(EXTRACTED TEXT):
···

If instead the canal were a finite strip, then the wave would reflect off the end, and so the wave would return from the opposite direction. If it were infinite in length, it would never return. And if it had a complicated shape — perhaps a P or an R or a B instead of an O — you would get multiple waves in a complex pattern. But the simple pattern in which the waves return again and again, from the same direction, after a time T, is consistent with the canal being a simple loop.

You could try sending a wave counterclockwise too, and you’d expect the same pattern if the canal’s a loop.

As the wave passes you, you can also estimate its speed v. Having also measured T, you can now determine the length L of the canal. It’s the wave speed times the time T for the wave to go round once:

  • L = v T
Figure 1: You live on the shore of a canal, which you suspect is circular. You could find out how big it is by sending a large wave in either direction, and measuring the time T that it takes to return.

Perhaps making such a wave is too difficult for you, but if you’re lucky, someone or something down the canal may make a giant splash. Then you’ll see the ripples from the splash come by in a similar pattern. Now waves will travel both counterclockwise and clockwise around the canal, and they probably won’t arrive at the same time. That doesn’t matter, though. You’ll see the clockwise waves repeat after a time T, and you’ll see the same for the counterclockwise waves. Seeing both of them repeat after the same time T will give you confidence that the canal’s really a simple loop

To be specific, let’s call t1 the time you measure the first wave, t2 the second wave, t3 the third, t4 the fourth, and so on; if the first wave is counterclockwise, then the second is clockwise (see Figure 2), the third counterclockwise, and so on. (This won’t be true if instead of a loop the canal is in the form of a line segment! A reflection off the end could make the first two waves come from the same direction.) As the clockwise waves will repeat after a time T, and the same for the counterclockwise waves, it will be the case, if the canal’s a loop, that

  • t3 – t1 = t4 – t2 = T
  • L = v T

There’s more; if you know the time ts when the splash happened and you know the wave speed, then you can learn how far away the splash was from you:

  • D = v ( t1 – ts )

But even if you don’t know what time the splash happened, you can figure it out; see Figure 2. The distance traveled by the counterclockwise wave to get to you, plus the distance traveled by the clockwise wave to do the same, equals the full distance round the circle (Figure 2), so the time that the counterclockwise wave required to reach you ( t1 – ts ) plus the corresponding time for the clockwise wave ( t2 – ts ) must be equal to T.

  • T = ( t1 – ts ) + ( t2 – ts ) = t1 + t2 – 2ts , which implies ts = 1/2 (t1 + t2 – T)

If you look closely at these four bold-faced equations, they tell you that you can determine T, L, D and ts , properties of the loop and the splash, if you know t1, t2 and t3 and v, which are all things that you can measure without going anywhere. From this point of view t4 is a bonus, a nice check that things are working as expected.

···

(GOALS):
[1] List every line of the entries that contains the string "with", copying each line in full, and match the case precisely.
[2] Carry on the passage about timing waves around a canal, picking up right after its final sentence.
The canal passage and the entries are unrelated.

···

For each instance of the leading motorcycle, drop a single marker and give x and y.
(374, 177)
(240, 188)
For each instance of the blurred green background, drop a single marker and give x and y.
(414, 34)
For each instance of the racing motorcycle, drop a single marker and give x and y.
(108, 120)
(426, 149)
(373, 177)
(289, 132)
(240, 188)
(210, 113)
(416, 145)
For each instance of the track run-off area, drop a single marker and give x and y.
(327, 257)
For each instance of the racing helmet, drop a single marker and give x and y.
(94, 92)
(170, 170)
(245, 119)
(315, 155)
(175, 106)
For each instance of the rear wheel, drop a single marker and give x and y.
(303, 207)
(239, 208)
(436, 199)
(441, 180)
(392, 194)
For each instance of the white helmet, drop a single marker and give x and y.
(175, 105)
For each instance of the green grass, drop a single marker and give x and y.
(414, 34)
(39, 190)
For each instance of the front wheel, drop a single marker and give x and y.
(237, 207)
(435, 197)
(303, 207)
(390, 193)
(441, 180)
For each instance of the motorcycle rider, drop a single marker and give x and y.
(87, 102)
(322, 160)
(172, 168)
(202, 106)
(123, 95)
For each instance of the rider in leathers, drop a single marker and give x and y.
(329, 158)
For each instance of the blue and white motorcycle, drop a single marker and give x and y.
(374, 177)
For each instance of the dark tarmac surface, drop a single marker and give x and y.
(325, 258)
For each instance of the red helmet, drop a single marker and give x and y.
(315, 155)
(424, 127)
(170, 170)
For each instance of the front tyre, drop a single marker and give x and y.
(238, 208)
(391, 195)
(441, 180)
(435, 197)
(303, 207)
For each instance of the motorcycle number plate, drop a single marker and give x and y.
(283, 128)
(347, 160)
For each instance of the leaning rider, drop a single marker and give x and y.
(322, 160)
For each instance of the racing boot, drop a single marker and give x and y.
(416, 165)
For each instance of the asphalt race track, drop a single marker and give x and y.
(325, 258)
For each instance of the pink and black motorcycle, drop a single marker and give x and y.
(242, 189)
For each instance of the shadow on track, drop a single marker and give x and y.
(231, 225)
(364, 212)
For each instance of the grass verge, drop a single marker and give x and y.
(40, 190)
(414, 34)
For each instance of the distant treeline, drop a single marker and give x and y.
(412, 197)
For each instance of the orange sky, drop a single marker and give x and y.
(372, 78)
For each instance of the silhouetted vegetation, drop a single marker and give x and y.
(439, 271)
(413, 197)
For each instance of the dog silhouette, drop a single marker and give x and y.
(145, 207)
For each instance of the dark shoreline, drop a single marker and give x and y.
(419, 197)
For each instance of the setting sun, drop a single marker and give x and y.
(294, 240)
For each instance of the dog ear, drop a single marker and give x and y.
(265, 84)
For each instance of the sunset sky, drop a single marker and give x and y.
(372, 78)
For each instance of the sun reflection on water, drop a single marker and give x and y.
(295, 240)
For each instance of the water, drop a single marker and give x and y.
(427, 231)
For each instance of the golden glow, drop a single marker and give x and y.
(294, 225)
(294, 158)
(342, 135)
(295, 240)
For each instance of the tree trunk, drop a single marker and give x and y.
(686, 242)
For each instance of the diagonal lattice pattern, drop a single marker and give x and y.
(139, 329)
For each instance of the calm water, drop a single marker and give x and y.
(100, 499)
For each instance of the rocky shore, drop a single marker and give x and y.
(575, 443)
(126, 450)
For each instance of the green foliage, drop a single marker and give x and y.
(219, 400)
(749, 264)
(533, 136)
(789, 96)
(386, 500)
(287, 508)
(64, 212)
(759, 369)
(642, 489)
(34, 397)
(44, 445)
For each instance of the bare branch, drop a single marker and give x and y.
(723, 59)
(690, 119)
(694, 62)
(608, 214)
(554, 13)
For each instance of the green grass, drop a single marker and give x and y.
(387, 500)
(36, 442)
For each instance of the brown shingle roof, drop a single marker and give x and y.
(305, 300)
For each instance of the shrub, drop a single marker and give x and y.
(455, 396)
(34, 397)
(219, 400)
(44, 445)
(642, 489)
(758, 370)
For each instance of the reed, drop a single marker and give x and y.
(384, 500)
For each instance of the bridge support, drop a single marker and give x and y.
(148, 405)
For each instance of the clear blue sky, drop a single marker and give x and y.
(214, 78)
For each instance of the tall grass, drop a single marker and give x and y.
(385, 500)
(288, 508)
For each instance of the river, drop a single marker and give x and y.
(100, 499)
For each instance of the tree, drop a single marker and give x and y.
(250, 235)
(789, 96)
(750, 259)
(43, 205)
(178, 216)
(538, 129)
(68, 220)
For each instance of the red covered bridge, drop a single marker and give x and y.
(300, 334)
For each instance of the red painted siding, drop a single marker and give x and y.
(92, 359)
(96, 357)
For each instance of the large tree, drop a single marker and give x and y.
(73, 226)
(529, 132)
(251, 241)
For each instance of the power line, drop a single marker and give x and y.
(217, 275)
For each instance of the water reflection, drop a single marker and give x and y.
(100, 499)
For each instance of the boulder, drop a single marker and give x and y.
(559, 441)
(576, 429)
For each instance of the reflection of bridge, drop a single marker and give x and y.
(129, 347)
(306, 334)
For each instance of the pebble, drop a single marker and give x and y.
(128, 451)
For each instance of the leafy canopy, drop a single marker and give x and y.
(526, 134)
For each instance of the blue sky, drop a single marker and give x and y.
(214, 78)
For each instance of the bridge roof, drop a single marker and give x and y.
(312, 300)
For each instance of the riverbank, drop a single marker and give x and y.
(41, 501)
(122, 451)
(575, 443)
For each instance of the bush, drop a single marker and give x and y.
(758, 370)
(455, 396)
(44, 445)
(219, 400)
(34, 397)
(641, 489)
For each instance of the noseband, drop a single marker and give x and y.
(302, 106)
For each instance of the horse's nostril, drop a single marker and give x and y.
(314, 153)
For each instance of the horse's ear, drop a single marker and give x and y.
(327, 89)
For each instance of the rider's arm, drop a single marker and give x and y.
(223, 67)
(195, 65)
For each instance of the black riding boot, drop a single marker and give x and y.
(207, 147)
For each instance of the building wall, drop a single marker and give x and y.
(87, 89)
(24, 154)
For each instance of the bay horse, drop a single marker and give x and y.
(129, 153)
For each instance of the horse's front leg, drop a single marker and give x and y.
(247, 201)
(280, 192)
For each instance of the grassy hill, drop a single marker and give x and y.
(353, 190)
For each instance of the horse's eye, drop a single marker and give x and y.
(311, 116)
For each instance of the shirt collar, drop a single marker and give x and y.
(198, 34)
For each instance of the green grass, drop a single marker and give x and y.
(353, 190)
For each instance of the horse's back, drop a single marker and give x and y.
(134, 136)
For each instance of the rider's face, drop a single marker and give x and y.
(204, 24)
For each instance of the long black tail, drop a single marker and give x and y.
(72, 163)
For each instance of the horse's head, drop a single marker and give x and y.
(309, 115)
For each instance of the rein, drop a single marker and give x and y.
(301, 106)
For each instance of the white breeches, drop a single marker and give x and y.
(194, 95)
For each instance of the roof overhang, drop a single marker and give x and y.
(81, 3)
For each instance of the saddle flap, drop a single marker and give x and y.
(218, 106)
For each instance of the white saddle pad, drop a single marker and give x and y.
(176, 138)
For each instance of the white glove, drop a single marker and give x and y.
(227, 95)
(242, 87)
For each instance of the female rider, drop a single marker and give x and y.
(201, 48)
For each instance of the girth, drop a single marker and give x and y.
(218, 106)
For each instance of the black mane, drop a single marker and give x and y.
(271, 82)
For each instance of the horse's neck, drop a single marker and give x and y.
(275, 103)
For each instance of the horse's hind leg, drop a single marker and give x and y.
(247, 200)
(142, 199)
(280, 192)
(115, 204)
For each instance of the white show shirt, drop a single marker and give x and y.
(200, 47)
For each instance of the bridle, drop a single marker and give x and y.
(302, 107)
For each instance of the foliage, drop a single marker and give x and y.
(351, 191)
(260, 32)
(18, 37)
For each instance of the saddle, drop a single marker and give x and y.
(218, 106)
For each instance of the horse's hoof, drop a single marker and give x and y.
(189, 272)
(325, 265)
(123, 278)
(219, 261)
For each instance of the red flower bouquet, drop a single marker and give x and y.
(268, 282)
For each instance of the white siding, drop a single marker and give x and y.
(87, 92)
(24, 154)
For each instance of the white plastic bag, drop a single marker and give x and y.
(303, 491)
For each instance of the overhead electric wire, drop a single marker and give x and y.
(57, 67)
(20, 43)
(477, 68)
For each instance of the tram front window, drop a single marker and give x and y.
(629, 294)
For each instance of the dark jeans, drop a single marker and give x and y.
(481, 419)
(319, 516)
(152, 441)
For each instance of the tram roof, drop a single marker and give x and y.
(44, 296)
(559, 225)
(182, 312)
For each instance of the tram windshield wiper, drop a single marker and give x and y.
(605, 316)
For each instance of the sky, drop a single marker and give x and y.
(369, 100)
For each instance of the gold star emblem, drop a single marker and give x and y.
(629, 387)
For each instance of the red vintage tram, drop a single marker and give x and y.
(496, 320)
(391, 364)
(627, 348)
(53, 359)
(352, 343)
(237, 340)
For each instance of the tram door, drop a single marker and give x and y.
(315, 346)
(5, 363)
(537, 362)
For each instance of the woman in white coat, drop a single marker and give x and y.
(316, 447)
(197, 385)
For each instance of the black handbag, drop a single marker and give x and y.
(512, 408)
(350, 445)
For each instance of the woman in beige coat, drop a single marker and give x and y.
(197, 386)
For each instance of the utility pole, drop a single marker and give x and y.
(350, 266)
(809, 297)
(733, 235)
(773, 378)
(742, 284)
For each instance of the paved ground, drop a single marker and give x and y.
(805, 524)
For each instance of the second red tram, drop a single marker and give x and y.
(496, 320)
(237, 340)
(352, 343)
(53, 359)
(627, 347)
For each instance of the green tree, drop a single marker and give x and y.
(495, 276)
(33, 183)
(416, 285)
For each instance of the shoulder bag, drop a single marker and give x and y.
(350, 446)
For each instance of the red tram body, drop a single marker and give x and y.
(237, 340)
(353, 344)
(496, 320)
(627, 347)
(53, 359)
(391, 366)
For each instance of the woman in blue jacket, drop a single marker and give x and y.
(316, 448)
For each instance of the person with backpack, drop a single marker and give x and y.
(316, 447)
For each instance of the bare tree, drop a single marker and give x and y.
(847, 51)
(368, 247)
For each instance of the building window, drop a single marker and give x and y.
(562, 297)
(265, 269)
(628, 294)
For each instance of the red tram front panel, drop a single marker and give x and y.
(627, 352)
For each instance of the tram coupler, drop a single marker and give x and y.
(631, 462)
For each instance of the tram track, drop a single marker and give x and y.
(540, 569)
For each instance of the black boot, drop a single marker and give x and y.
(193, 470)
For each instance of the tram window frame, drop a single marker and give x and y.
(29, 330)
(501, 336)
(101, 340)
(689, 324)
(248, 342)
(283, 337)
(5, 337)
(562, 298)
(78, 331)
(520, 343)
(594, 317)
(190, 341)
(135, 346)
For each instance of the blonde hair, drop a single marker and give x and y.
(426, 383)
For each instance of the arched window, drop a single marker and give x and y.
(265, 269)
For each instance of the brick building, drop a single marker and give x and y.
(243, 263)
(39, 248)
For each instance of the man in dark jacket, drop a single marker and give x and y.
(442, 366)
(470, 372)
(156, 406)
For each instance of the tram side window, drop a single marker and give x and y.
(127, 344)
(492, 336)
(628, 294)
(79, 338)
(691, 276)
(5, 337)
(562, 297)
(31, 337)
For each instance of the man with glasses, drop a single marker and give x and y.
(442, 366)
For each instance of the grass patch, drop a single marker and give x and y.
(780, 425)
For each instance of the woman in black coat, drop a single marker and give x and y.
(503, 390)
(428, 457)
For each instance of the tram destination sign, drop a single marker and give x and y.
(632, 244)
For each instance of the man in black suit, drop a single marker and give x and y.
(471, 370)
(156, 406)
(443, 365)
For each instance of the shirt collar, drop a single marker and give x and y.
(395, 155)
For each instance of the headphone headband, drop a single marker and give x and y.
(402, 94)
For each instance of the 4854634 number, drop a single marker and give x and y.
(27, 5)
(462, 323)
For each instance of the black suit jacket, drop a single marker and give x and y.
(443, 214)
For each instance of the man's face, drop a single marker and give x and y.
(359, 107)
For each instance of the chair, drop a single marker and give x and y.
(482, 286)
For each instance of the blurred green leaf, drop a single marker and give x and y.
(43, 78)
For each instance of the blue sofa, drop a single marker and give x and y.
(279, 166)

···

(ANSWERS TO THE TASKS):
[1]
For each instance of the person with backpack, drop a single marker and give x and y.
For each instance of the man with glasses, drop a single marker and give x and y.

[2]
Even better, if you have a friend down the canal who makes the same measurements, that friend won’t get the same answers for t1, t2, t3 and t4 ; the waves arrive at different times for your friend than for you. But when you obtain T and L and ts from the waves you see, and your friend does the same, you’d better get the same answer — because these are properties of the loop and splash, and don’t care where either you or your friend is located.

Figure 2: A large splash occurs at time ts, and waves travel both counterclockwise (green), in which case they reach you at time t1, and clockwise (red), reaching you at time t2.

By themselves, these equations do not prove the canal is round, though they are consistent with it. They only tell you that it’s a loop of length L, with no kinks which could cause extra reflections. Still, it’s a lot of information for a very low price, without taking a boat around the loop, walking all around it, or sending up a drone to take a photograph. The waves have done all the work for you.

Figure 3: After the counterclockwise wave passes you at time t1, it continues round the canal, and passes you again at time t3 = t1 + T.

Two Dimensions: the Possibly Round Surface of the Earth

What would be different if you lived on a sphere?  (A subtlety of language: by “sphere,” I do not mean “ball”, which is three-dimensional; I mean the surface of the ball, which is two-dimensional.  In this terminology, the Earth is a ball, while its surface is a sphere, approximately.)  Again, of course, you always have the option of traveling round the sphere yourself and exploring it, checking that no matter what direction you go in, if you walk in a perfectly straight line, you will always come back to your starting point after you travel the circumference of the sphere.  But that’s expensive and time-consuming and not very practical.  What other options do you have?

You could wait for a big splash in the atmosphere — a natural one like a volcanic eruption, or an artificial one of similar size (fortunately now forbidden by nuclear testing treaties).   This opportunity, if you want to call it that, came this past week, unfortunately near an inhabited area and at the ocean’s surface within the Kingdom of Tonga, with ensuing loss of life, as well as the destruction of crops and homes; the resulting tsunami even took lives far across the Pacific ocean.  It’s not an experiment we would happily have chosen. But nature has carried it out without asking us; we may as well learn what we can from it.

When water hits hot magma and turns to steam, there’s an immense release of energy, especially if the magma is itself packed with compressed gasses. This is partly why some of the largest explosions in the last two hundred years have occurred when volcanic islands self-destructed; Krakatoa is the most famous.  The latest estimate as of the time of writing is that the one in Tonga last week was overall perhaps only 1/20 times as powerful as Krakatoa, but its plume was enormous, and its shock waves were strong enough to be detected multiple times, in many places, as they traveled round and round the Earth.

The shock wave emanated from the explosion in all directions, moving outward as an ever expanding circle, as you can guess by pure reasoning but also as confirmed by satellite.  After traveling 1/4 of the way around the Earth, the wave front reached a maximum extent — the same size and shape as the equator, though with a different orientation — and then shrank again, converging to a point in Africa exactly halfway around the Earth from the explosion’s location. (A nice visualization of this, and of what I’ll say next, can be found here.) Then the shockwave continued onward, again expanding to the Earth’s full extent, and then shrinking and converging on the very spot where it was created in the first place.   And this process repeated, until the shock wave, gradually losing its energy, faded beyond the point of detectability.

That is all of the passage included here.